Problem to solve -
From the listing, extract each line that contains the word "every", keeping those lines in the order they occur.

Records supplied -

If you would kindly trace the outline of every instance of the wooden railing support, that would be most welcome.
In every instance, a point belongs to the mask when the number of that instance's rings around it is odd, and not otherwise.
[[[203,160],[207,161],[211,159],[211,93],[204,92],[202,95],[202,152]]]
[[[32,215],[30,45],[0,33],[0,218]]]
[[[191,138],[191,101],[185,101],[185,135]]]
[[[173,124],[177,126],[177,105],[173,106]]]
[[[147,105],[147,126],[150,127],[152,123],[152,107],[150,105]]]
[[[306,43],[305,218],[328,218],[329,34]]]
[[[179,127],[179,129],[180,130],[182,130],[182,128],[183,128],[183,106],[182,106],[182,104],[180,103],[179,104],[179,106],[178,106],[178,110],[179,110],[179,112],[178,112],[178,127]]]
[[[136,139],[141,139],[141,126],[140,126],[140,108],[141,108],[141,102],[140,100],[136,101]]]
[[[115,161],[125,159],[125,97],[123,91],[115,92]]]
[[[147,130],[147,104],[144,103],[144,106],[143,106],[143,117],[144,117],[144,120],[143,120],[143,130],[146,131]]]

Response to this task -
If you would kindly trace the outline of every instance of the wooden railing support, that would be most welcome.
In every instance, a point belongs to the mask when the number of that instance's rings around it is odd, and not otherwise.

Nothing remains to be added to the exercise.